■ Task to complete
Answer these three questions from the review of Klein's suspense novel below:
(a) What word does Raymond find notched in the headboard of the bed?
(b) What does Fletcher call his girls?
(c) Where is Jesse Carter living?

>> BEGIN Quoted text

In Klein’s suspense novel, Kit Wheaton corners author and New Yorker Philip Raymond. She asks him to do what California private investigators and police couldn’t: Find who’s responsible for her teenage daughter Paige’s death. Kit explains to Raymond: “Your stories are as real as life. And you understand people, you see though them, and into them.” A photograph taken before Paige wound up dead on a California beach shows the teen in bed with a man whose face is obscured. Raymond enlarges the picture and discovers the word Rosebudnotched in the bed’s wooden headboard. Digging into the internet, he learns that politically connected billionaire Lee Fletcher owns a yacht by that name. Raymond figures if he could “tie Fletcher to the death of Paige Wheaton, that would make quite a book.” Suffering from anxiety stemming from the loss of his reputation and his wife and son, who moved to California, Raymond realizes he can’t investigate Fletcher alone. The author hires Jesse Carter, an attractive law school dropout, to double as his assistant and as bait for Fletcher. Carter has her own issues, stemming from a family tragedy. Now living hand-to-mouth in a Greenwich Village walk-up, she hooks up with Fletcher. A truly bad man, he takes a page from the playbook of Jeffrey Epstein, the multimillionaire sex offender linked to underage girls. Fletcher calls his girls “celestials.” “This is a kind of weird vibe,” says one of them at a gathering. The same could be said of this novel, which includes drug use in coffins, “jizz-stained pants,” and a surplus of hypodermic needles. Descriptions can be rich, such as the one of Fletcher having “something brawling and feral about him, something dangerous, that seemed to want to burst.” Or they can be perplexing: “His nose jutted out like a tiny fist.” Raymond’s repeated phrase, “Man plans and God laughs,” wears a bit thin. But the book expertly unspools the backstories of Raymond and Carter, blending them into their present-day search for a predator. And as a New York resident, Klein convincingly guides his characters around the city.

>> END Quoted text
>> BEGIN Source excerpt

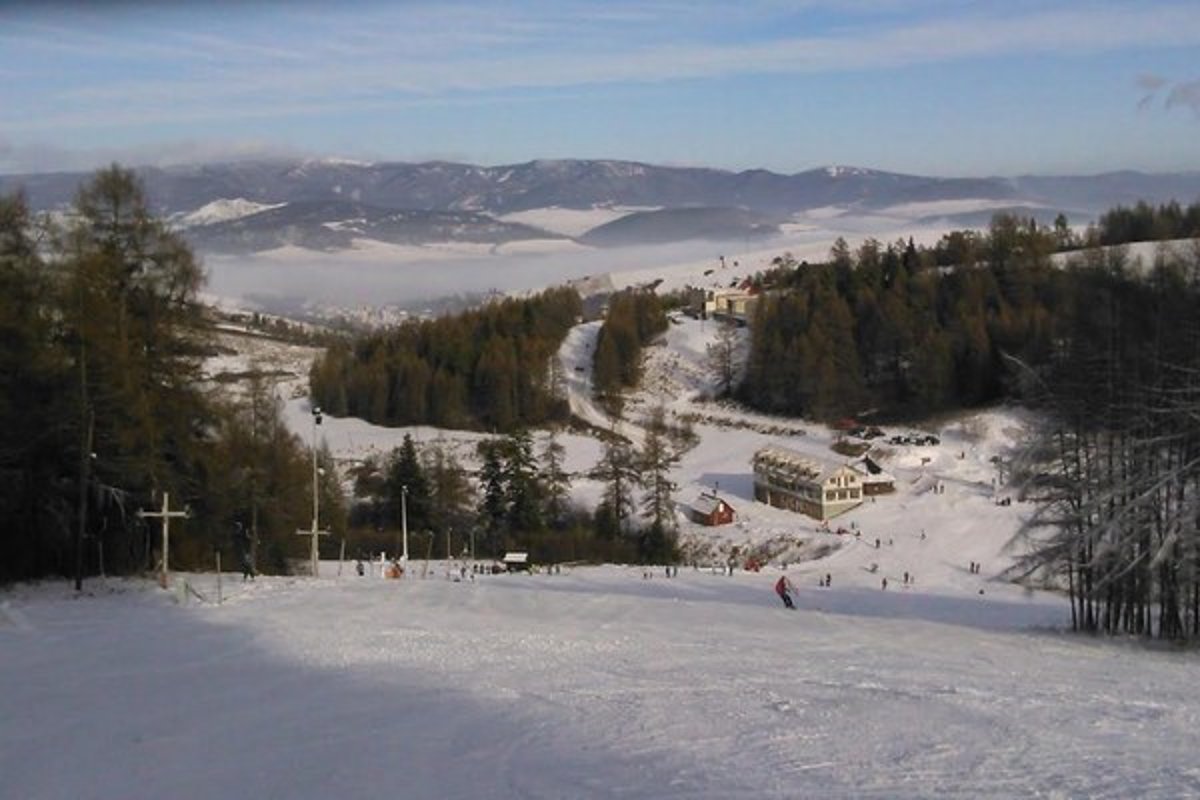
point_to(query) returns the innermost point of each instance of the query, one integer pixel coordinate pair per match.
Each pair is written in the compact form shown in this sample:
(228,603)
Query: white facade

>> END Source excerpt

■ Answer to this problem
(a) Rosebud
(b) "Celestials"
(c) In a Greenwich Village walk-up